▶ **WORK INSTRUCTIONS**
(a) In the Pacquiao article, why does Hannah say it was acceptable for mourners to watch his fight at her grandmother's funeral? Answer in one to three sentences.
(b) In the rows, substitute "Give" for "Report" from the line with "In the picture above, where can the cloudy" through the end of the rows, changing nothing else, and return only those lines.

▶ **READING TEXT**
--- begin ---

Pacquiao makes boxing lovable by being lovable: He overcame immense poverty to become an international phenomenon worth millions. He is monstrously fast in the ring. He named his newborn Queen Elizabeth just because he likes Queen Elizabeth. He is humble and sweet-faced and appears amazed by his own success.
But dig deeper and you see something else about Pacquiao that is an unexpected gift. For Asians and Filipinos who were born and live in the West, Pacquiao offers a space where a diasporic people can feel closer to somewhere hardly ever seen. For a few hours they are united with all the other Asians in the world hunkered down in Pacquiao caps, socks and hoodies, trying not to gnaw off the rim of their beer glasses. Pacquiao closes a distance of thousands of miles so that they are at home.
That night in Toronto, it was just spring, the city still gasping from the end of winter. At an uptown bar called Sports Centre Cafe, all 50-plus flat-screen TVs pulsed with the golden words Pacquiao versus Hatton, over the side-profiles of the men in a stare-down, their triceps, pectorals and latissimus dorsi rippling. Fans huddled in huge clots, vibrating with anticipation. Max, the tweeting publicist, was there with a group of about 30, some of whom he’d known since he was small. He’d even brought his dad.
Max and his friends almost always get together on weekend nights to drink beer, argue about Israel and Palestine, debate whether or not Kim Kardashian is white, and watch sports. Max is excitable, a short stocky bundle of vociferation and enthusiasm, but this night his nerves kept him quiet. Hannah, a community health worker specializing in women’s health — not your typical fight-night spectator — was at the bar with Max. She first heard of Pacquiao at her grandmother’s funeral in 2004, when half the mourners retreated to the kitchen to watch TV. All of a sudden, they began screaming and hooting. They were watching Pacquiao fight. I ask if anyone was disapproving of sports fandom at a funeral. Hannah is emphatic, “Not at all. It was the death of a grandma … and the birth of Pacquiao. It was totally acceptable,” she says, “because he was Filipino, and because he won.”
It is not just that Pacquiao is Filipino — and classically, undoubtedly so, all the way down to his shameless adoration for karaoke and tendency to belt out George Benson hits on late-night American talk shows — it is that he is Filipino and he is Great. Pacquiao goes past Filipinoness or Asianness, rousing transracial unity for anyone who has a reason to back the ethnic underdog. Kai is black, and out of Max’s social group of publishing types and lawyers, stands out as the one with the most glamorous job — he is an actual rocket scientist. He says, “Pacquiao’s being nonwhite definitely was appealing for me. Not just that, but being from a third-world country and the fact that he came from struggle. So I kind of supported him in solidarity.”

--- end ---

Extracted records
--- begin ---

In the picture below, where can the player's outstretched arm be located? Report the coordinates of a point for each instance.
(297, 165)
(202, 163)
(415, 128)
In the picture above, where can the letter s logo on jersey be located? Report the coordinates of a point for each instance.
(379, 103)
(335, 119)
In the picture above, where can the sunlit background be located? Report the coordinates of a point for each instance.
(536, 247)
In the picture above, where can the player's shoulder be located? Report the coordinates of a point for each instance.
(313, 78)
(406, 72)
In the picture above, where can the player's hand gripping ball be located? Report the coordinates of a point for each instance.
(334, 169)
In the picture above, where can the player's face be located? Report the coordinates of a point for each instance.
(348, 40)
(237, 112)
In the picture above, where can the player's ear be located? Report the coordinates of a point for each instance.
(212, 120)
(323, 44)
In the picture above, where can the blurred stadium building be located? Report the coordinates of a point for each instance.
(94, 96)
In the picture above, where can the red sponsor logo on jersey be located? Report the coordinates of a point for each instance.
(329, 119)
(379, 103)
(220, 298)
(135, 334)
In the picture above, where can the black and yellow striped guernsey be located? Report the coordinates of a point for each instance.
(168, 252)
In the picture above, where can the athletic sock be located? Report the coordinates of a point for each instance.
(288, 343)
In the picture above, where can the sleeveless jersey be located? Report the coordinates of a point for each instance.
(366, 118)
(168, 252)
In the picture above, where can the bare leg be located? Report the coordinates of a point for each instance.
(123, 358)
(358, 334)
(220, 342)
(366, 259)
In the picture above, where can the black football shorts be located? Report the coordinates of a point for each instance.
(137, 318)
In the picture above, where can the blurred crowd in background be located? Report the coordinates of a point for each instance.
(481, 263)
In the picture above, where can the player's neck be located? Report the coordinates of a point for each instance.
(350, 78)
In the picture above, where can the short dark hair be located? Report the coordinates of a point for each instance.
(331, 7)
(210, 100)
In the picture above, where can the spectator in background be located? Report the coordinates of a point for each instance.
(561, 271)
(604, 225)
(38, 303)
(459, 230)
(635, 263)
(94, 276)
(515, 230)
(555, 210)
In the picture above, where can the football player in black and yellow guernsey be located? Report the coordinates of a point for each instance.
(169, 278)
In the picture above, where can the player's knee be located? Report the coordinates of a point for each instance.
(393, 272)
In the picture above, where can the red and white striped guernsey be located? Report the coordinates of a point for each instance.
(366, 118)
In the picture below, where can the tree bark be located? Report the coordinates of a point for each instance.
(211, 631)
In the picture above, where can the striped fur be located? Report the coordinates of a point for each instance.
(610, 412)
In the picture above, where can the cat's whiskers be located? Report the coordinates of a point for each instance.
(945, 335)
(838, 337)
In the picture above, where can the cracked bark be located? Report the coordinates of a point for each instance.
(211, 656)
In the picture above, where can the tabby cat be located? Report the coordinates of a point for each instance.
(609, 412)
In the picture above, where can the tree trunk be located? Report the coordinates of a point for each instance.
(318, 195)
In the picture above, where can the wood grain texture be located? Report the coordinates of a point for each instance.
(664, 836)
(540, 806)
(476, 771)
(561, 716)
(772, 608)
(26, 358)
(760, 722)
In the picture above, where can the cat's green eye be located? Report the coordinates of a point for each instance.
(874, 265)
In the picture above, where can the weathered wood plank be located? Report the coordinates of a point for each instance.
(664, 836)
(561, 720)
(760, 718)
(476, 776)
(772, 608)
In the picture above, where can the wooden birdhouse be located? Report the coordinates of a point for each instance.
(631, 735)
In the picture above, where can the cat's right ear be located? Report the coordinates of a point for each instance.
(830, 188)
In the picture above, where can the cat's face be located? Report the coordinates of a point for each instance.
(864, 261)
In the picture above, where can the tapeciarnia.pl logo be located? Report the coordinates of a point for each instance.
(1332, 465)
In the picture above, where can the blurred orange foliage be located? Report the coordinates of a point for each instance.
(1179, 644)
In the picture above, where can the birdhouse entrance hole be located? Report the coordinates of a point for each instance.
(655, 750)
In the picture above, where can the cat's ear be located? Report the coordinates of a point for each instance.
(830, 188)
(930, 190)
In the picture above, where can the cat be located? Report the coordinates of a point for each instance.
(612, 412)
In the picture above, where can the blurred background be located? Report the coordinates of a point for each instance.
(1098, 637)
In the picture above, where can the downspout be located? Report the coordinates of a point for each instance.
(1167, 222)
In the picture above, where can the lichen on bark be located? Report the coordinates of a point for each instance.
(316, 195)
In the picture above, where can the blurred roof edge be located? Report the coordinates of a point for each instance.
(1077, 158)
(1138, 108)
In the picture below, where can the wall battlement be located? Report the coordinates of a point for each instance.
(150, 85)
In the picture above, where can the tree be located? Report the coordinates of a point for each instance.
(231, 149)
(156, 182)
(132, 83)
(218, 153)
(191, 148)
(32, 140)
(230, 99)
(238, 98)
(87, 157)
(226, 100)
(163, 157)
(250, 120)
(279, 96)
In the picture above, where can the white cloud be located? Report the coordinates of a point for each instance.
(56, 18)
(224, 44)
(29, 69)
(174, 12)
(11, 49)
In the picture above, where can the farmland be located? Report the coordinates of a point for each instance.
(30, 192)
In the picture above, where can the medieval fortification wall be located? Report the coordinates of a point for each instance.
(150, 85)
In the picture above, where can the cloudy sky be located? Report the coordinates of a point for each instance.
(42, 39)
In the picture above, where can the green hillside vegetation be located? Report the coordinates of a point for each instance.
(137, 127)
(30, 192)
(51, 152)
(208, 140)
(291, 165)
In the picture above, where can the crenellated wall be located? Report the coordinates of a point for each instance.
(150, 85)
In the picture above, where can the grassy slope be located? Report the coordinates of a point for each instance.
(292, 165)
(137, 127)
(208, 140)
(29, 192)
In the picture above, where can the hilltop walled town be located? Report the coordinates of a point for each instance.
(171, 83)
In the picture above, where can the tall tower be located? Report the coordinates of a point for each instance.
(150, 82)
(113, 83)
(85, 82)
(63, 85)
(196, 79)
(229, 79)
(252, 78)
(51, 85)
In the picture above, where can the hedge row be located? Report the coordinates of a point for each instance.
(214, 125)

--- end ---

▶ **OUTPUTS**
(a) Hannah says it was totally acceptable because Pacquiao was Filipino and because he won. She describes the day as the death of a grandma and the birth of Pacquiao.

(b)
In the picture above, where can the cloudy sky be located? Give the coordinates of a point for each instance.
(42, 39)
In the picture above, where can the green hillside vegetation be located? Give the coordinates of a point for each instance.
(137, 127)
(30, 192)
(51, 152)
(208, 140)
(291, 165)
In the picture above, where can the crenellated wall be located? Give the coordinates of a point for each instance.
(150, 85)
In the picture above, where can the grassy slope be located? Give the coordinates of a point for each instance.
(292, 165)
(137, 127)
(208, 140)
(29, 192)
In the picture above, where can the hilltop walled town be located? Give the coordinates of a point for each instance.
(171, 83)
In the picture above, where can the tall tower be located? Give the coordinates of a point for each instance.
(150, 82)
(113, 83)
(85, 82)
(63, 85)
(196, 79)
(229, 79)
(252, 78)
(51, 85)
In the picture above, where can the hedge row be located? Give the coordinates of a point for each instance.
(214, 125)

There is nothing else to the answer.